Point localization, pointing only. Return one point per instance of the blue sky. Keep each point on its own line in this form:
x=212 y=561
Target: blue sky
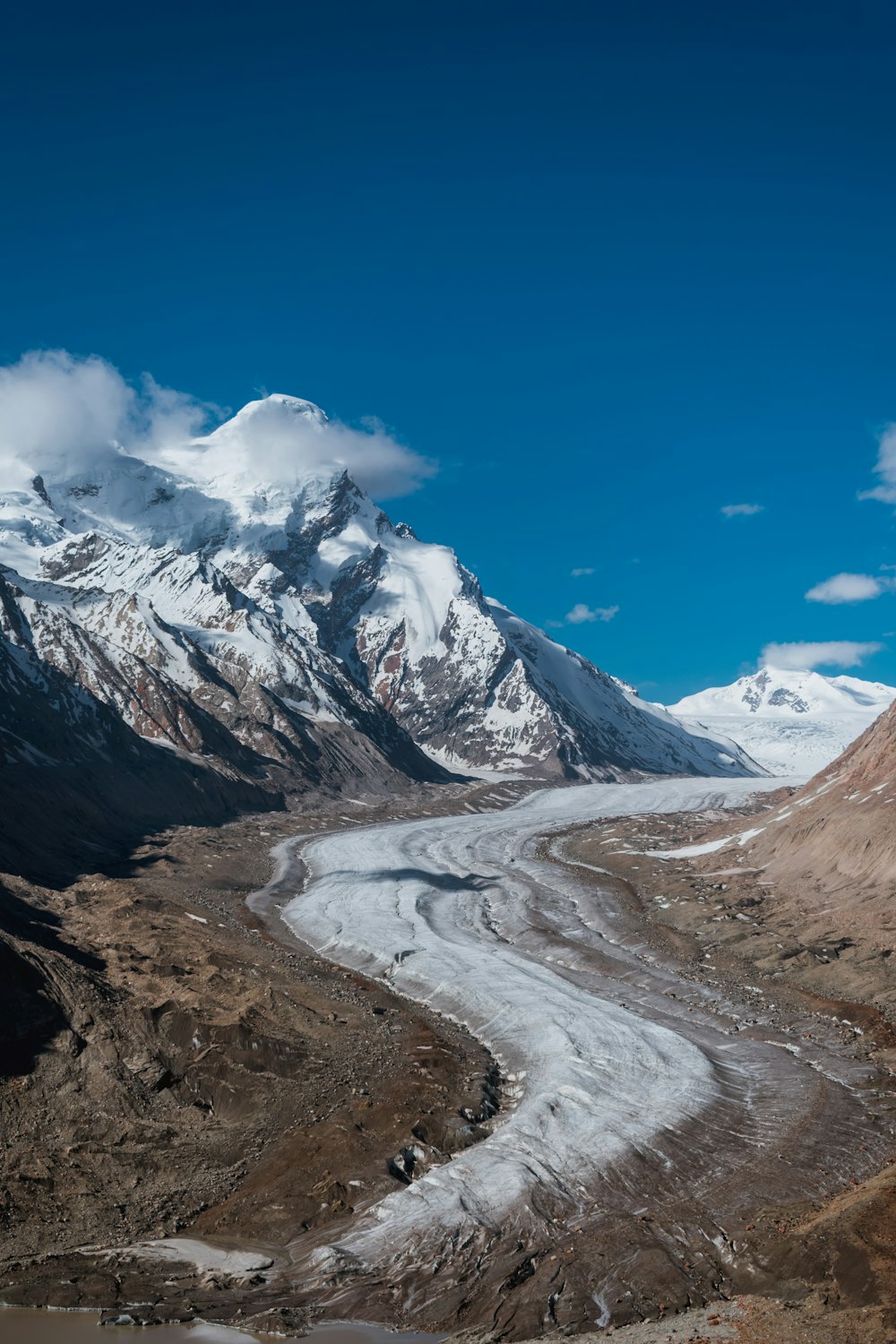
x=613 y=265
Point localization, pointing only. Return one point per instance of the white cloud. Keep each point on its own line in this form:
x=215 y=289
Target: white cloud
x=885 y=468
x=841 y=653
x=62 y=416
x=65 y=414
x=849 y=588
x=581 y=613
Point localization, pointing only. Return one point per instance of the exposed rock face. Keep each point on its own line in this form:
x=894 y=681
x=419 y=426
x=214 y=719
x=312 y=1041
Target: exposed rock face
x=839 y=833
x=274 y=636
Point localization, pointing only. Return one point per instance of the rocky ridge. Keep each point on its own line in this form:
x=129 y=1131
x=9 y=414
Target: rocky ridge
x=287 y=633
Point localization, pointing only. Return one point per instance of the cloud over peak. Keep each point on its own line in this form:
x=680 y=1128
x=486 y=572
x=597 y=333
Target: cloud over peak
x=798 y=656
x=65 y=414
x=582 y=613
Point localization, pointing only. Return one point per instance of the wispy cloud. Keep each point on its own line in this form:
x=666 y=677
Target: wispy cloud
x=840 y=653
x=581 y=613
x=849 y=588
x=884 y=468
x=62 y=416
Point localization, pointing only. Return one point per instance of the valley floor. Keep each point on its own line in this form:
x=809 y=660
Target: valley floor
x=670 y=1129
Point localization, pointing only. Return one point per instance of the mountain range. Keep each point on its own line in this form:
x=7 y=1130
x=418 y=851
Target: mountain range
x=281 y=634
x=790 y=722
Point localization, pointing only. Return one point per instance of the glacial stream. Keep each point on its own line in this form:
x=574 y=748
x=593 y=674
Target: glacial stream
x=626 y=1088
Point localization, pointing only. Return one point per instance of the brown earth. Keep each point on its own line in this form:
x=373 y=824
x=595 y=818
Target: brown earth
x=728 y=930
x=174 y=1067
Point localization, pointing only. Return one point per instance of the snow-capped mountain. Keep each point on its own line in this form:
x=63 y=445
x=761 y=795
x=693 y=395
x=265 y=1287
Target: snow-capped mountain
x=284 y=628
x=790 y=722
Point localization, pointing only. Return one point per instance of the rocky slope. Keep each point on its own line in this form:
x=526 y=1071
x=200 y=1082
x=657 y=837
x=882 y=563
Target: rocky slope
x=790 y=722
x=285 y=631
x=833 y=844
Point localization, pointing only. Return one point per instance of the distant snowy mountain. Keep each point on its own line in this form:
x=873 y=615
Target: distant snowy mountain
x=285 y=629
x=788 y=722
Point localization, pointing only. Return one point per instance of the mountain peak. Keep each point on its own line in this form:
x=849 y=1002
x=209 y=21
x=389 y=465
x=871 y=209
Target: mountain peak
x=793 y=720
x=277 y=413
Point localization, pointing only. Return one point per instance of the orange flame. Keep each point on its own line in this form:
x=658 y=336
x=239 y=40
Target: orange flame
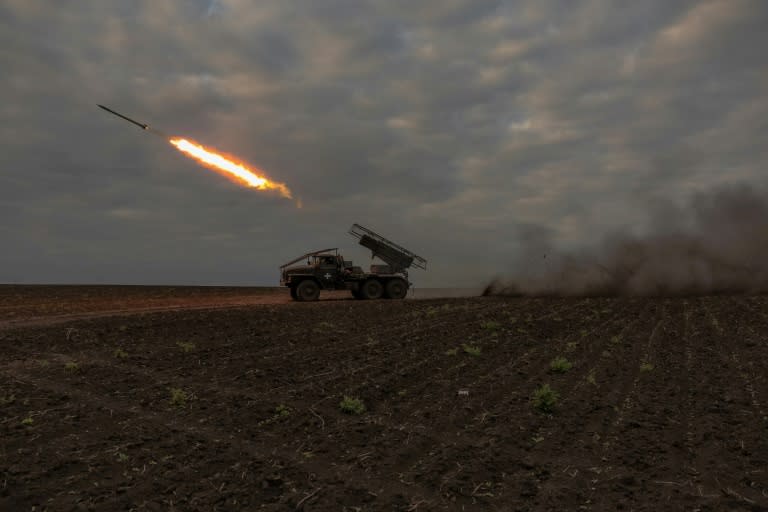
x=235 y=171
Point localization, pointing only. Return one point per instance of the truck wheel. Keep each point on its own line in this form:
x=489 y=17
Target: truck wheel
x=308 y=290
x=396 y=289
x=372 y=289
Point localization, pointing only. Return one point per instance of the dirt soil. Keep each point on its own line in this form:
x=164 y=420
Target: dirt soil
x=227 y=399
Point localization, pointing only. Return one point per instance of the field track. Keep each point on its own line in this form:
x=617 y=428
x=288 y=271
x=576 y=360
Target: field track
x=228 y=399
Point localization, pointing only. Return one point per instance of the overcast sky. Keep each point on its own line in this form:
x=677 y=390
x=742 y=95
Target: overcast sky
x=450 y=126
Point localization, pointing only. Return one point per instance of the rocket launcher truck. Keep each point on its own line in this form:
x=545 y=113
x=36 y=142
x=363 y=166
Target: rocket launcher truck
x=328 y=270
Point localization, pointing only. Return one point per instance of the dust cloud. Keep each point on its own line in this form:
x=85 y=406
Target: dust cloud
x=716 y=243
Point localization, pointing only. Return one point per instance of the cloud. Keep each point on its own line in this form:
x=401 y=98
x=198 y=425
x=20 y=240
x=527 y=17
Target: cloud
x=444 y=124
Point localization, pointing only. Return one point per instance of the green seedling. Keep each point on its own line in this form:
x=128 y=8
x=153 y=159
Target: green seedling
x=179 y=397
x=560 y=365
x=545 y=398
x=351 y=405
x=472 y=350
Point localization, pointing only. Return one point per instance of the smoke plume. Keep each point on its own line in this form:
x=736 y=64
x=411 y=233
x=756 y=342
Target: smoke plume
x=716 y=243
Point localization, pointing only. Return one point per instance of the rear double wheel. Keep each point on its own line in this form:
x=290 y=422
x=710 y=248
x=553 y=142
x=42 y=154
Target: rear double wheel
x=371 y=289
x=307 y=291
x=396 y=289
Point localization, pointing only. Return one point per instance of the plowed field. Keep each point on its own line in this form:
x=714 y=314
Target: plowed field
x=228 y=406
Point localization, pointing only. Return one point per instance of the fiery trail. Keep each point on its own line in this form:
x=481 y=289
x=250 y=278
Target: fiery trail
x=235 y=171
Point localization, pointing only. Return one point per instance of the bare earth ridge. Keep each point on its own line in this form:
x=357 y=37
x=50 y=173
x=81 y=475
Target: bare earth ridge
x=181 y=398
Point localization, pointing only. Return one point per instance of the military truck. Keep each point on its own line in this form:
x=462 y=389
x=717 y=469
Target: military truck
x=326 y=269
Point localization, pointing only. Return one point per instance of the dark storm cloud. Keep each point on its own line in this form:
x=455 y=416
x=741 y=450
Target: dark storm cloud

============================================================

-- What to produce --
Render every line of the material above as a Markdown table with the columns "Row" and "Line": one numbered row per line, no blank lines, and no pictures.

-- Written reply --
| Row | Line |
|---|---|
| 1 | Point localization, pointing only. Return one point per instance of the blue sky. Keep each point on its own line in this form: |
| 2 | x=212 y=561 |
| 3 | Target: blue sky |
| 4 | x=613 y=265 |
| 5 | Point localization, pointing only. Return one point per instance of the white cloud. Keep each point on its own line in this form: |
| 6 | x=215 y=289 |
| 7 | Target: white cloud |
| 8 | x=885 y=468 |
| 9 | x=841 y=653 |
| 10 | x=62 y=416 |
| 11 | x=65 y=414 |
| 12 | x=849 y=588 |
| 13 | x=581 y=613 |
| 14 | Point localization, pointing only. Return one point per instance of the exposed rock face. Keep each point on its own line in this form: |
| 15 | x=894 y=681 |
| 16 | x=419 y=426 |
| 17 | x=214 y=719 |
| 18 | x=312 y=1041 |
| 19 | Target: exposed rock face |
| 20 | x=839 y=833 |
| 21 | x=274 y=636 |
| 22 | Point localization, pointing only. Return one point per instance of the rocky ridge. Keep each point on its own line in this form: |
| 23 | x=129 y=1131 |
| 24 | x=9 y=414 |
| 25 | Target: rocky ridge |
| 26 | x=287 y=633 |
| 27 | Point localization, pointing only. Return one point per instance of the cloud over peak. Keep each point on its own line in this form: |
| 28 | x=680 y=1128 |
| 29 | x=486 y=572 |
| 30 | x=597 y=333 |
| 31 | Target: cloud over peak |
| 32 | x=798 y=656 |
| 33 | x=65 y=414 |
| 34 | x=582 y=613 |
| 35 | Point localization, pointing only. Return one point per instance of the wispy cloud. Keep each point on its own line in this form: |
| 36 | x=666 y=677 |
| 37 | Target: wispy cloud |
| 38 | x=840 y=653 |
| 39 | x=581 y=613 |
| 40 | x=849 y=588 |
| 41 | x=884 y=468 |
| 42 | x=62 y=416 |
| 43 | Point localization, pointing only. Return one point per instance of the valley floor. Keep each point on its own line in this form: |
| 44 | x=809 y=660 |
| 45 | Target: valley floor |
| 46 | x=670 y=1129 |
| 47 | Point localization, pointing only. Return one point per instance of the mountain range. Keep each point on its own line in this form: |
| 48 | x=7 y=1130 |
| 49 | x=418 y=851 |
| 50 | Target: mountain range |
| 51 | x=281 y=634 |
| 52 | x=790 y=722 |
| 53 | Point localization, pointing only. Return one point per instance of the glacial stream. Keep each point on its own line in this form: |
| 54 | x=574 y=748 |
| 55 | x=593 y=674 |
| 56 | Target: glacial stream |
| 57 | x=626 y=1088 |
| 58 | Point localization, pointing only. Return one point per instance of the brown earth. Keep each point on its own line in this form: |
| 59 | x=373 y=824 |
| 60 | x=595 y=818 |
| 61 | Target: brown earth |
| 62 | x=728 y=930 |
| 63 | x=174 y=1067 |
| 64 | Point localization, pointing only. Return one point per instance of the snow-capped mountain. Keep each point on its own line in this form: |
| 65 | x=63 y=445 |
| 66 | x=761 y=795 |
| 67 | x=693 y=395 |
| 68 | x=265 y=1287 |
| 69 | Target: snow-capped mountain |
| 70 | x=284 y=628 |
| 71 | x=790 y=722 |
| 72 | Point localization, pointing only. Return one point per instance of the rocky slope. Keep each point on its own line in this form: |
| 73 | x=526 y=1071 |
| 74 | x=200 y=1082 |
| 75 | x=657 y=837 |
| 76 | x=882 y=563 |
| 77 | Target: rocky slope |
| 78 | x=790 y=722 |
| 79 | x=285 y=631 |
| 80 | x=833 y=844 |
| 81 | Point localization, pointing only. Return one point per instance of the distant snowy mountain. Keep each point on its own line in this form: |
| 82 | x=873 y=615 |
| 83 | Target: distant snowy mountain |
| 84 | x=285 y=629 |
| 85 | x=788 y=722 |
| 86 | Point localization, pointing only. Return one point per instance of the mountain peak. Keep each point on its own line in this form: |
| 87 | x=849 y=1002 |
| 88 | x=209 y=21 |
| 89 | x=389 y=465 |
| 90 | x=871 y=209 |
| 91 | Target: mountain peak |
| 92 | x=793 y=720 |
| 93 | x=277 y=413 |
| 94 | Point localization, pointing only. Return one point per instance of the orange flame. Keep each point on its own line in this form: |
| 95 | x=658 y=336 |
| 96 | x=239 y=40 |
| 97 | Target: orange flame |
| 98 | x=235 y=171 |
| 99 | Point localization, pointing only. Return one point per instance of the truck wheel. Keep each point on its own line in this form: |
| 100 | x=489 y=17 |
| 101 | Target: truck wheel |
| 102 | x=308 y=290 |
| 103 | x=396 y=289 |
| 104 | x=372 y=289 |
| 105 | Point localization, pointing only. Return one point per instance of the dirt soil. Keep each point on its own line in this form: |
| 106 | x=164 y=420 |
| 107 | Target: dirt soil |
| 108 | x=227 y=399 |
| 109 | Point localization, pointing only. Return one point per instance of the field track. Keep each point on its own line in this form: |
| 110 | x=617 y=428 |
| 111 | x=288 y=271 |
| 112 | x=576 y=360 |
| 113 | Target: field track |
| 114 | x=228 y=399 |
| 115 | Point localization, pointing only. Return one point per instance of the overcast sky. Keep each point on its own line in this form: |
| 116 | x=677 y=390 |
| 117 | x=742 y=95 |
| 118 | Target: overcast sky |
| 119 | x=450 y=126 |
| 120 | Point localization, pointing only. Return one point per instance of the rocket launcher truck. Keep each point on its own line in this form: |
| 121 | x=545 y=113 |
| 122 | x=36 y=142 |
| 123 | x=363 y=166 |
| 124 | Target: rocket launcher truck |
| 125 | x=328 y=270 |
| 126 | Point localization, pointing only. Return one point per instance of the dust cloud. Keep each point on its own line in this form: |
| 127 | x=85 y=406 |
| 128 | Target: dust cloud |
| 129 | x=716 y=243 |
| 130 | Point localization, pointing only. Return one point per instance of the cloud. Keep each point on its own line in this form: |
| 131 | x=401 y=98 |
| 132 | x=198 y=425 |
| 133 | x=20 y=240 |
| 134 | x=527 y=17 |
| 135 | Target: cloud |
| 136 | x=444 y=124 |
| 137 | Point localization, pointing only. Return one point per instance of the green seedling. Keep each point on its own line in this form: |
| 138 | x=128 y=8 |
| 139 | x=153 y=159 |
| 140 | Target: green seedling |
| 141 | x=179 y=397 |
| 142 | x=560 y=365 |
| 143 | x=545 y=398 |
| 144 | x=351 y=405 |
| 145 | x=472 y=350 |
| 146 | Point localization, pointing only. Return one point per instance of the smoke plume. Keep each point on its own line in this form: |
| 147 | x=736 y=64 |
| 148 | x=411 y=233 |
| 149 | x=756 y=342 |
| 150 | Target: smoke plume |
| 151 | x=716 y=243 |
| 152 | Point localization, pointing only. Return one point per instance of the rear double wheel. Keep each point on its own line in this form: |
| 153 | x=290 y=422 |
| 154 | x=710 y=248 |
| 155 | x=553 y=142 |
| 156 | x=42 y=154 |
| 157 | Target: rear double wheel |
| 158 | x=371 y=289 |
| 159 | x=307 y=291 |
| 160 | x=396 y=289 |
| 161 | Point localization, pointing only. Return one point per instance of the plowed field. Keep each point on its own line in this form: |
| 162 | x=714 y=314 |
| 163 | Target: plowed field |
| 164 | x=228 y=406 |
| 165 | Point localization, pointing only. Return one point per instance of the fiery trail. Keep each point on its own line in this form: |
| 166 | x=481 y=289 |
| 167 | x=250 y=278 |
| 168 | Target: fiery trail |
| 169 | x=235 y=171 |
| 170 | Point localization, pointing only. Return one point per instance of the bare earth ridge. Keep each point on its own line in this form: |
| 171 | x=357 y=37 |
| 172 | x=50 y=173 |
| 173 | x=81 y=475 |
| 174 | Target: bare earth ridge |
| 175 | x=181 y=398 |
| 176 | Point localization, pointing only. Return one point per instance of the military truck. Keep each point on its own line in this form: |
| 177 | x=462 y=389 |
| 178 | x=717 y=469 |
| 179 | Target: military truck |
| 180 | x=326 y=269 |
| 181 | Point localization, pointing only. Return one point per instance of the dark storm cloud. Keep each point on its own line in this form: |
| 182 | x=455 y=416 |
| 183 | x=741 y=450 |
| 184 | Target: dark storm cloud |